Chairman of the Gerindra Party's Central Executive Board for Public Opinion Management
- Incumbent
- Assumed office 2020

Personal details
- Born: Vasko Ruseimy 13 July 1986 (age 40) Jakarta, Indonesia
- Party: Gerindra Party (since 2020)
- Other political affiliations: Golkar (2008–2018) Berkarya (2018–2020)
- Spouse: Dianita Maulin
- Children: 3
- Education: University of Indonesia
- Occupation: Entrepreneur; Politician; YouTuber;
- Website: vaskoruseimy.id

YouTube information
- Channel: Macan Idealis;
- Years active: 2019—now
- Subscribers: 1.35 million
- Views: 207 million

= Vasko Ruseimy =

Indonesian entrepreneur (born 1986)

Vasko Ruseimy (also written as Vasco Ruseimy; born 13 July 1986) is an Indonesian entrepreneur, politician, and YouTuber who serves as the Vice Governor of West Sumatra for the 2025–2030 term. He runs the YouTube channel Macan Idealis. Ruseimy currently serves as Chairman of the Central Executive Board (DPP) of the Gerindra Party and chairman of the advisory board (BPP) of the Indonesian Young Entrepreneur Association (HIPMI). Vasko is a Minangkabau and belongs to the Sikumbang clan. He also serves as Chairman of the Gerindra Party's Central Executive Board for the 2025–2030 term.

== Early life and education ==
Vasko was born in Jakarta on 13 July 1986 to Minangkabau parents. His father, Rustan Husein, belongs to the Piliang clan, and his mother, Ermiaty, belongs to the Sikumbang clan and hails from Candung, Agam Regency. He received his education at Perwara Elementary School (1992–1998), SMP Negeri 5 Jakarta (1998–2001), and SMA Negeri 1 Jakarta (2001–2004). He pursued higher education in Chemical Engineering at the Faculty of Engineering of the University of Indonesia, earning his Bachelor of Engineering degree in 2009.

Entries taken from a collection:
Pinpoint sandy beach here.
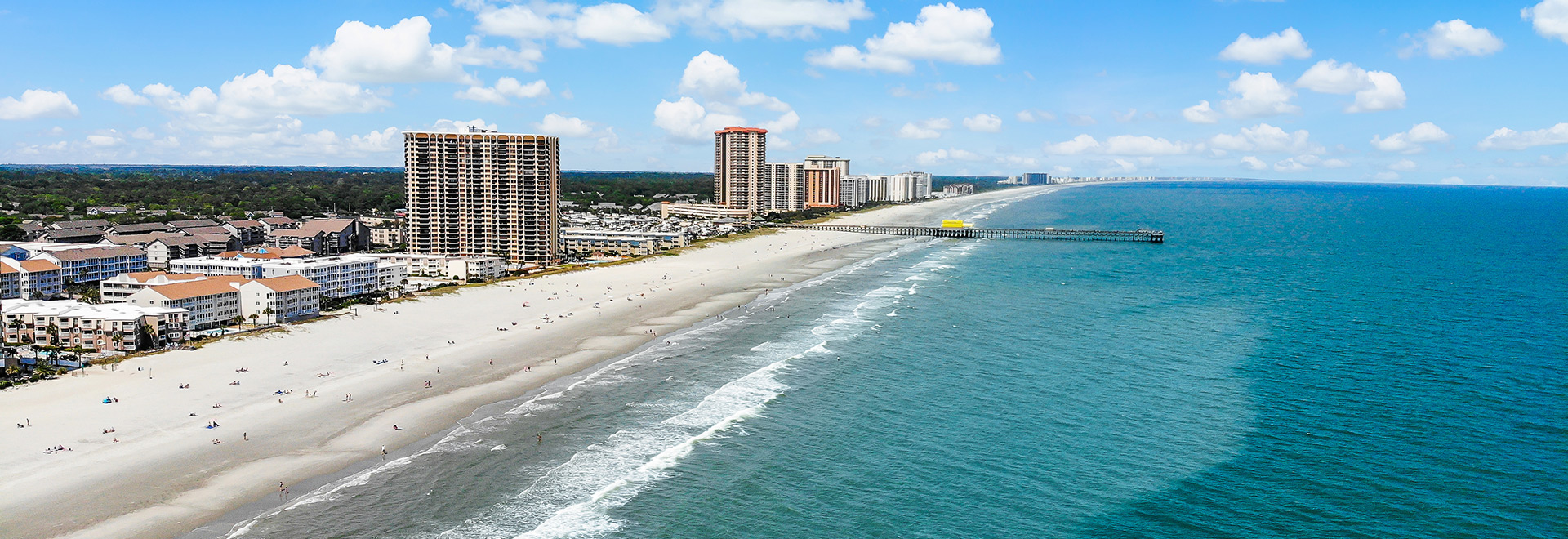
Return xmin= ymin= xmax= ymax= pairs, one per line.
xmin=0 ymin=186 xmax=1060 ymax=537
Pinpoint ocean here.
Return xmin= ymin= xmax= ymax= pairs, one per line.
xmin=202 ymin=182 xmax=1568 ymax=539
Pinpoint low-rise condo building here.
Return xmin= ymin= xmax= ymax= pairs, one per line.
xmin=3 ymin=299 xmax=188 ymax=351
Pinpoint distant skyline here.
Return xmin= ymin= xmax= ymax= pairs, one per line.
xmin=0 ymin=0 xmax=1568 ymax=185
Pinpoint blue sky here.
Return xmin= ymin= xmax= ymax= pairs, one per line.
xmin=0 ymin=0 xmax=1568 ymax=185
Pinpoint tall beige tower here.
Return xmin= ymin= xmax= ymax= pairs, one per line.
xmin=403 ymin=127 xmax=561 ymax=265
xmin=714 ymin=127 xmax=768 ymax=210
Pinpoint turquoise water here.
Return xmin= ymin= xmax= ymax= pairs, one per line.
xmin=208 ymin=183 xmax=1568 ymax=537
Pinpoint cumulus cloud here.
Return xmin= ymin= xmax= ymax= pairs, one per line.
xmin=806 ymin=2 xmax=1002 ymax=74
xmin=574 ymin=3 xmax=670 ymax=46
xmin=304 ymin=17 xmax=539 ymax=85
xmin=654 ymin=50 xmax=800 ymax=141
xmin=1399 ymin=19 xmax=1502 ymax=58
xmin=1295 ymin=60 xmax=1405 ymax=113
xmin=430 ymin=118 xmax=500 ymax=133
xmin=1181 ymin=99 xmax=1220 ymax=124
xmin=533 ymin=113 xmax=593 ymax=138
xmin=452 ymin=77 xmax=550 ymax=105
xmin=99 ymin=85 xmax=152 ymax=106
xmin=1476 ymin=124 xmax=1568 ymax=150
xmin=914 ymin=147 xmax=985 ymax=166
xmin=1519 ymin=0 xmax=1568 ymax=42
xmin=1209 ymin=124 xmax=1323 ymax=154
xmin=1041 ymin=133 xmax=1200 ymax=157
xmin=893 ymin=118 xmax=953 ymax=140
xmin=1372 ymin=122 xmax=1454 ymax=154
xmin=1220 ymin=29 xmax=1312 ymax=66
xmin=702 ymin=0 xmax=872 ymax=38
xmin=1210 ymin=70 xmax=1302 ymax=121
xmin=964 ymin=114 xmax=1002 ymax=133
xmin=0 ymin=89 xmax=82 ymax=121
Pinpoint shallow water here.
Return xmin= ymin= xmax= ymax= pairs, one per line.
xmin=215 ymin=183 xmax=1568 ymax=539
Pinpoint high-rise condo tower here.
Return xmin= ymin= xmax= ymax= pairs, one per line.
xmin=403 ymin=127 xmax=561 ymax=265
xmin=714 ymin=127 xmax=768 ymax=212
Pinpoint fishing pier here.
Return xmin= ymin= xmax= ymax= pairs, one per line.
--
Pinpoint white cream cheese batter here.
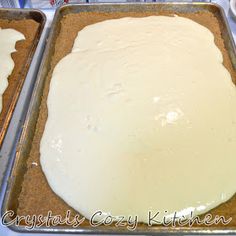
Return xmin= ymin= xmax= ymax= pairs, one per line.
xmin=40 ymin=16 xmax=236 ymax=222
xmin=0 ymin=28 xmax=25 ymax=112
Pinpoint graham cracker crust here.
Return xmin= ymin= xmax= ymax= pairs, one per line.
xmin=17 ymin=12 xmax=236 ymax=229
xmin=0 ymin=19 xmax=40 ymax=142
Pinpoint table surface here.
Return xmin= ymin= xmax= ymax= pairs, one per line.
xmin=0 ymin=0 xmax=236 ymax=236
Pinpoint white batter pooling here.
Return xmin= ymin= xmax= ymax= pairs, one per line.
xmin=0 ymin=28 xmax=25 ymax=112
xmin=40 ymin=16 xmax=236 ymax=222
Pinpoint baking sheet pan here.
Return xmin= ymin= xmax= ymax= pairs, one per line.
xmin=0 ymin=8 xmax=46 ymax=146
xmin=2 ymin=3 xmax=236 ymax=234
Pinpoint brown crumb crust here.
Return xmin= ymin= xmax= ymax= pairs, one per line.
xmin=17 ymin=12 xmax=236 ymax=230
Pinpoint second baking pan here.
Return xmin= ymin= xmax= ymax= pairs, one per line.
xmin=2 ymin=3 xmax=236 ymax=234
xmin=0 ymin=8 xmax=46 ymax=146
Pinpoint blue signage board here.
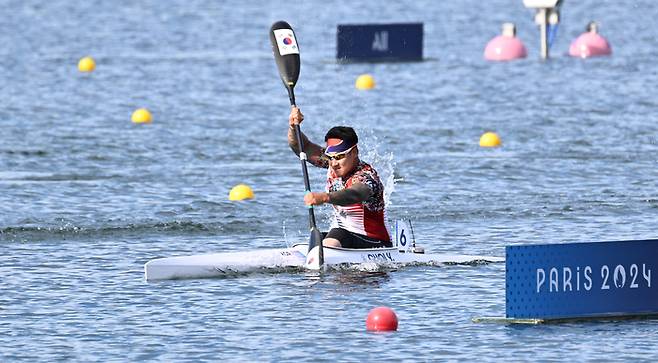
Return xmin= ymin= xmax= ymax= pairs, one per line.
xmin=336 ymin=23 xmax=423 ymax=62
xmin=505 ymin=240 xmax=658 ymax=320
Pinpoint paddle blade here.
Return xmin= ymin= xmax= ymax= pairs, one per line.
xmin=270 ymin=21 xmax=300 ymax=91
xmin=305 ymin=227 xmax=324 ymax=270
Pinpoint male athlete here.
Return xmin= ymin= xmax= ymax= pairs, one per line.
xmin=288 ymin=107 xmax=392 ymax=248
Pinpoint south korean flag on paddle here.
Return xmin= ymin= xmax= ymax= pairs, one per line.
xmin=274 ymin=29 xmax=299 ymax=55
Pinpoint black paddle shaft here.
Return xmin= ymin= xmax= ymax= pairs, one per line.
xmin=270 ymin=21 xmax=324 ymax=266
* * *
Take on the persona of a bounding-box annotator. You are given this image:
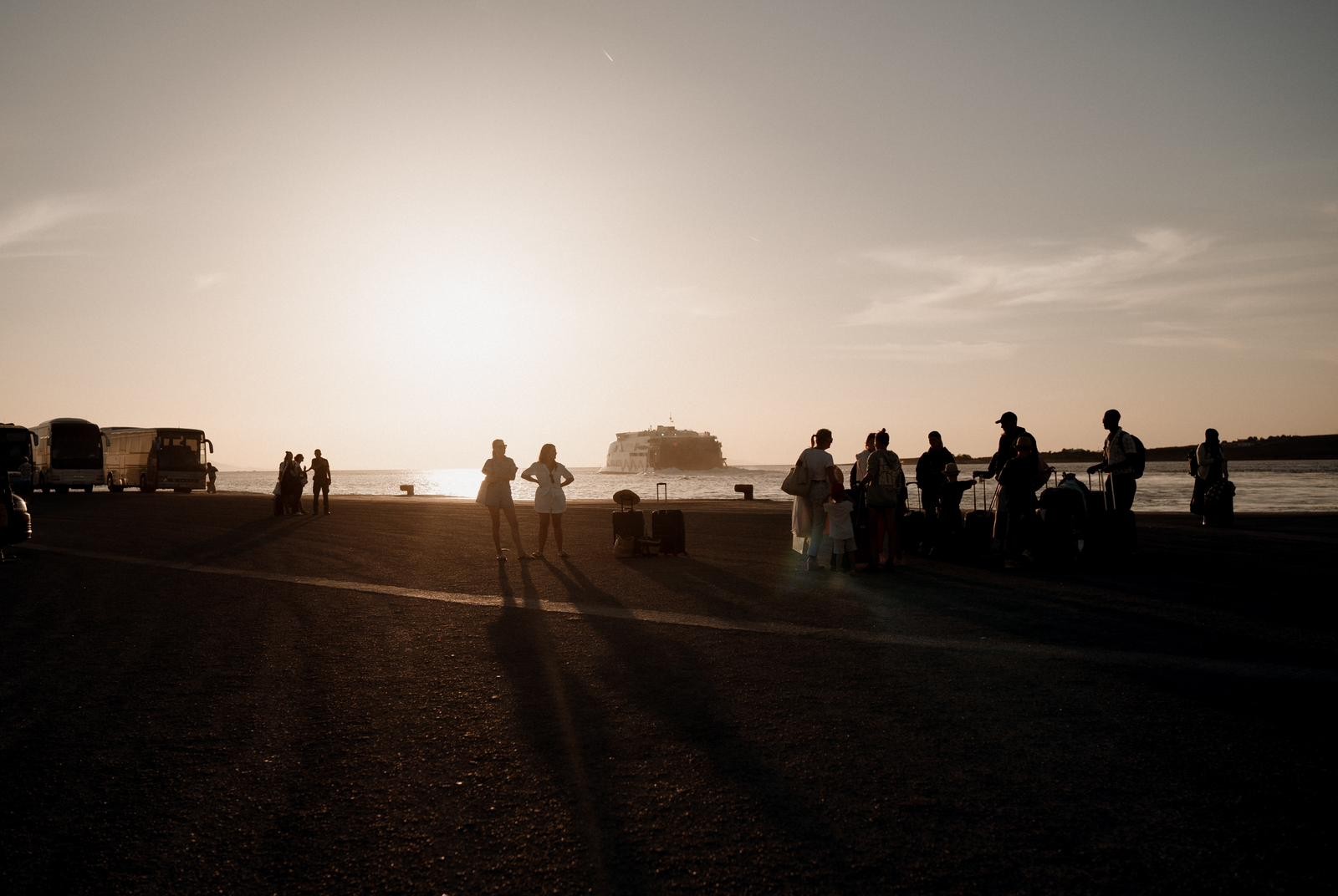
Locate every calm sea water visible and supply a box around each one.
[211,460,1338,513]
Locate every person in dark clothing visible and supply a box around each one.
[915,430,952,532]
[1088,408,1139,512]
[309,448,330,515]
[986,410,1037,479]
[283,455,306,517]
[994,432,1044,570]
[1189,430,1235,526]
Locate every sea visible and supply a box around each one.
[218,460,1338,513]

§ What you will do:
1. In one to three sentences, explain what the Vasko Ruseimy biography gives as the family background behind his Minangkabau identity.
2. Write the next part of the Vasko Ruseimy biography, picking up after its final sentence.
The records have no connection to the Vasko Ruseimy biography.

§ Answers by task:
1. He was born in Jakarta to Minangkabau parents. His father, Rustan Husein, belongs to the Piliang clan, and his mother, Ermiaty, belongs to the Sikumbang clan and comes from Candung, Agam Regency.

2.
Vasko once served as Head of a Division in the Student Executive Board of the Faculty of Engineering, University of Indonesia (2005–2006), Chairman of the Indonesian Chemical Engineering Student Activities Coordination Board at the Faculty of Engineering of the University of Indonesia (2006–2007), and Chairman of the Society of Indonesian Petroleum Engineers (2006–2009).

== Career ==
In 2009, Vasko began his career as an Account Manager at FEI & Panalitical Company, a position he held until 2010. In the same year, he founded and served as President Director of PT Berkah Lestari Indonesia. In 2014, he founded and became President Director of PT Karya Pilar Mandiri.

In 2008, Vasko entered politics by serving as Deputy Chairman of the Indonesian Renewal Youth Force until 2017 and as Chairman of the Young Generation of the Mutual Assistance Families Association until 2015. He also served as President of the Leo Club Jakarta Monas Youth Dynamic (a branch of Lions Clubs International) from 2009 to 2011.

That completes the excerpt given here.